[Start of Attachment]

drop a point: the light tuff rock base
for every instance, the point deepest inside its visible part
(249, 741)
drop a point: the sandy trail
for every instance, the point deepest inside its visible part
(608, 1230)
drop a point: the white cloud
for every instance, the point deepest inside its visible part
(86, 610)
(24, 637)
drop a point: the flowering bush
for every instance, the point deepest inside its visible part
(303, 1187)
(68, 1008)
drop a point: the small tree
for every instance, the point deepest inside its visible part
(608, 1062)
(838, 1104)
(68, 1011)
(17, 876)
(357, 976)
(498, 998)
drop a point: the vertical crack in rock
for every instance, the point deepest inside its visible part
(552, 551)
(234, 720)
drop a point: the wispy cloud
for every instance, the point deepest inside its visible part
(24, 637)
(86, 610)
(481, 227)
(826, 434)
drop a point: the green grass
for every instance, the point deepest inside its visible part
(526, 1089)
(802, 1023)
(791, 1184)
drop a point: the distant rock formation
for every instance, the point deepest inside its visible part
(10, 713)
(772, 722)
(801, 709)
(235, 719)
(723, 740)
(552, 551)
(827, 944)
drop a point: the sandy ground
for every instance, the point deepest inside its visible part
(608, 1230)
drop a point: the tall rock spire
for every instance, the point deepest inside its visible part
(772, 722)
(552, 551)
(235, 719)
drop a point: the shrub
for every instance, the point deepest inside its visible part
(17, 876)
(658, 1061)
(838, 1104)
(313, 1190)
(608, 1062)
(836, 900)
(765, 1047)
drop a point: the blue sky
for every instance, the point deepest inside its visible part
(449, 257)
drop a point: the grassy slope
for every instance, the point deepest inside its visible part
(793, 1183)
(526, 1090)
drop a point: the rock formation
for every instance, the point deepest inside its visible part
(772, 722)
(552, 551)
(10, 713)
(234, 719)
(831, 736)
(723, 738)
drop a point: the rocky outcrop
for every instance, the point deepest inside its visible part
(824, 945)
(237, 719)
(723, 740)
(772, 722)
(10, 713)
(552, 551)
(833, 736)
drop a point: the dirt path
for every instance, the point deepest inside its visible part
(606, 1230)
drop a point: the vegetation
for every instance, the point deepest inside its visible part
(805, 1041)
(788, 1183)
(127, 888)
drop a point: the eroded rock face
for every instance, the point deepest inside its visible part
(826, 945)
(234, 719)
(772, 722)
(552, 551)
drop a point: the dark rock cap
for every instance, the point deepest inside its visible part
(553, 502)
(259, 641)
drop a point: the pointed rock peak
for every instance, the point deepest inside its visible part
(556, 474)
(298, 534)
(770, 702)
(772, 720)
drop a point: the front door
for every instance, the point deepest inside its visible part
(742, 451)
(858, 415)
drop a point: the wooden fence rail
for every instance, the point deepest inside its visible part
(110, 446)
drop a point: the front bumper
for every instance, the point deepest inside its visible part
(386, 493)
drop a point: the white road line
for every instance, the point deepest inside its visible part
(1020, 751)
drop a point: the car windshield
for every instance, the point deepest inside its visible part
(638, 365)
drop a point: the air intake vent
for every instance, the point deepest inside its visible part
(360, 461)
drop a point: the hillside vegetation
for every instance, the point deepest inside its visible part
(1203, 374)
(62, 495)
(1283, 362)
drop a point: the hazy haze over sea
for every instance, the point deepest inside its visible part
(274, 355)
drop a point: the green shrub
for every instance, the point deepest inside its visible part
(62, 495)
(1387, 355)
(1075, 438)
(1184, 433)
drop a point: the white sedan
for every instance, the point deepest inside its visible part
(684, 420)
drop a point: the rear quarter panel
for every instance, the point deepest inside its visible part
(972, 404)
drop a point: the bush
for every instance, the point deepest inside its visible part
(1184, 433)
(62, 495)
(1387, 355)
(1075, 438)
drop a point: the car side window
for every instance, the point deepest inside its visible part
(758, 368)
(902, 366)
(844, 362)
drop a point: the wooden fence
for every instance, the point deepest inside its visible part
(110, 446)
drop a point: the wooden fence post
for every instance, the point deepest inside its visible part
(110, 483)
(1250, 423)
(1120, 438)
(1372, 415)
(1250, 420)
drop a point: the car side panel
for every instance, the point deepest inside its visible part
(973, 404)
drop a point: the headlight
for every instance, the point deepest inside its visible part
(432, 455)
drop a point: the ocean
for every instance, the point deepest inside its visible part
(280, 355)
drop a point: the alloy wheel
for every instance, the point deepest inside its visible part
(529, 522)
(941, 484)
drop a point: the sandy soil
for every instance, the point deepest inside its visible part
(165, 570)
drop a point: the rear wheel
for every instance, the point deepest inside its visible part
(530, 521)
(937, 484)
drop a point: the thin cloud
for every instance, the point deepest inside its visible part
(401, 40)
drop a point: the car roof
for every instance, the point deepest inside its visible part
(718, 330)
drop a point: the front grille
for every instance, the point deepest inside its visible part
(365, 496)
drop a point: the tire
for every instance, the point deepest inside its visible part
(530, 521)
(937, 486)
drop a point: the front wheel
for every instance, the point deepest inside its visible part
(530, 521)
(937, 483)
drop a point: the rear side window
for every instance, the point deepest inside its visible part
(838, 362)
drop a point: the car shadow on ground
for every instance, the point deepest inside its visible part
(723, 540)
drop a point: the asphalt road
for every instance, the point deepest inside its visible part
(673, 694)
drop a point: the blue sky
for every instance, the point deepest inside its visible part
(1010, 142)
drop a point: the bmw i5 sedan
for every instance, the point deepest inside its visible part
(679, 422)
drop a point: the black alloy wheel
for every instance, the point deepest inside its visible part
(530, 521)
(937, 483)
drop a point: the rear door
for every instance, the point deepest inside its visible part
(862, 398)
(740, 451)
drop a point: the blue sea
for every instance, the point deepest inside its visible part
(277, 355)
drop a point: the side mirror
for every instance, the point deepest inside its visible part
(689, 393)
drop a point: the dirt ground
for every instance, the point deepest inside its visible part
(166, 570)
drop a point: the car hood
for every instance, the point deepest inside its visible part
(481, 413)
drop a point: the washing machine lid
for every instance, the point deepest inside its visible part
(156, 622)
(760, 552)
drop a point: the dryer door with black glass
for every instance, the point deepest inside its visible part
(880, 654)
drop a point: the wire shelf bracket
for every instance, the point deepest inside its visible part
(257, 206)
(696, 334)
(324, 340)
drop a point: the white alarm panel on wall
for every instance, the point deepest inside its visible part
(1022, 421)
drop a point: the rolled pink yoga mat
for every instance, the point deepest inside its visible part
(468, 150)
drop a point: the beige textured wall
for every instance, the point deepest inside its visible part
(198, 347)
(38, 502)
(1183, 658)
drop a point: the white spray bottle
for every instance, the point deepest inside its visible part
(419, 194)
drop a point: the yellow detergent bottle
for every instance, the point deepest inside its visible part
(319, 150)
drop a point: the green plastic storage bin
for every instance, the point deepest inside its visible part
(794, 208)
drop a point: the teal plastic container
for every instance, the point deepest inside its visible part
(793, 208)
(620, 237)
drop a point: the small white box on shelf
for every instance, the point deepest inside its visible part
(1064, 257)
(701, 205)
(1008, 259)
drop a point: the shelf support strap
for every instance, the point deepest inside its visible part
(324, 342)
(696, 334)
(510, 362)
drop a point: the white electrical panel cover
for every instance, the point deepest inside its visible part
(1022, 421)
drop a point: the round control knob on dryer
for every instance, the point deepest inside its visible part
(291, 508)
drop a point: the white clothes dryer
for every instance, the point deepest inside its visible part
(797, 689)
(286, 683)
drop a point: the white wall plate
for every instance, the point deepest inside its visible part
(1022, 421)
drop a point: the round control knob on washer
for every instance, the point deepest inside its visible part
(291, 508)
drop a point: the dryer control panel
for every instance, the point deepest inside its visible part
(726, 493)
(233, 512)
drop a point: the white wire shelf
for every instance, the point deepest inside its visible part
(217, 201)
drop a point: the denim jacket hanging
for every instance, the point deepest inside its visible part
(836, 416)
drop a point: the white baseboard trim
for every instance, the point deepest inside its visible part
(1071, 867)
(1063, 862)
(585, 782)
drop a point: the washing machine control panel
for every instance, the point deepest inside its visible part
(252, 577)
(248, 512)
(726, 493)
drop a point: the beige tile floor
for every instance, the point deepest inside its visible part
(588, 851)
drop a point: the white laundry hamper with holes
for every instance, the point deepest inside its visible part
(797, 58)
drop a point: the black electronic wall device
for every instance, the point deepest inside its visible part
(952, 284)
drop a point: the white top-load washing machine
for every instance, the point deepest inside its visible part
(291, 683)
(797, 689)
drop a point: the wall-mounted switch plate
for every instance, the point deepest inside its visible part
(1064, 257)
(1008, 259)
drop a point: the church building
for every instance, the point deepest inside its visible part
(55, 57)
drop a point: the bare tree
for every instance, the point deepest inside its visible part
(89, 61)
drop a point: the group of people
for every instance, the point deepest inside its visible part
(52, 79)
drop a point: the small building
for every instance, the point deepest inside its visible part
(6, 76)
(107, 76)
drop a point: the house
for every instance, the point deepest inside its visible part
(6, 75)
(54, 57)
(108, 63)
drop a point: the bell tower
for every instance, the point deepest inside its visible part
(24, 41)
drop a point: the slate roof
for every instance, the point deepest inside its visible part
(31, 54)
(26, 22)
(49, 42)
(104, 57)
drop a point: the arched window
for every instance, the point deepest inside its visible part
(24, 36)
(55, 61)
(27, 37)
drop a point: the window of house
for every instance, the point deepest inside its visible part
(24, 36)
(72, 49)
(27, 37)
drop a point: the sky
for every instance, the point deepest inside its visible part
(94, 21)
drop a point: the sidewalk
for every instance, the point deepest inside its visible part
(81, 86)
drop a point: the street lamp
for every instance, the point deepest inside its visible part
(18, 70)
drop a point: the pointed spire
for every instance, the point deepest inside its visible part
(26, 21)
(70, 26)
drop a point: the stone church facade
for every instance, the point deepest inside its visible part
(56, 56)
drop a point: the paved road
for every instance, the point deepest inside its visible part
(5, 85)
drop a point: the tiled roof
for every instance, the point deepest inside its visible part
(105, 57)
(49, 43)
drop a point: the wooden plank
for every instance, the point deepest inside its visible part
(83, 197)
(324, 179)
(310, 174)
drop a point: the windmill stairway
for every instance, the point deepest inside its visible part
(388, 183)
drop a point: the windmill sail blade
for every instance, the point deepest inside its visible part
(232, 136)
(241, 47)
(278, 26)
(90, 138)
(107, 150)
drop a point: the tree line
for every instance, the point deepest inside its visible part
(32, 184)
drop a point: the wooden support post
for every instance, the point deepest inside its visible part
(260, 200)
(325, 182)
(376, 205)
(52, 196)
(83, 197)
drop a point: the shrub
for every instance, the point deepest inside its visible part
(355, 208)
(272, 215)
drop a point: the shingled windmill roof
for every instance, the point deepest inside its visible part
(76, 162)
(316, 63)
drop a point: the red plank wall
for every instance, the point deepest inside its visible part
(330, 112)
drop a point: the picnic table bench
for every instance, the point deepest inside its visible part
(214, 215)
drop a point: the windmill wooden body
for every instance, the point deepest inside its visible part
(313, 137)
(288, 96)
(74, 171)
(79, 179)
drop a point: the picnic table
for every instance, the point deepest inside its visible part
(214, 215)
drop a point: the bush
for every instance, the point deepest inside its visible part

[End of Attachment]

> [Exercise]: Taking the entries above, write out exactly each line from the one holding "drop a point: the sidewalk" to the one holding "drop a point: the stone church facade", both included, and stop there.

> [Result for this exercise]:
drop a point: the sidewalk
for every instance, the point deepest inside its visible part
(81, 86)
drop a point: the street lamp
for every instance, the point deepest inside its visible part
(18, 70)
drop a point: the pointed spire
for every instance, the point deepest inside its visible part
(26, 21)
(70, 26)
drop a point: the stone church facade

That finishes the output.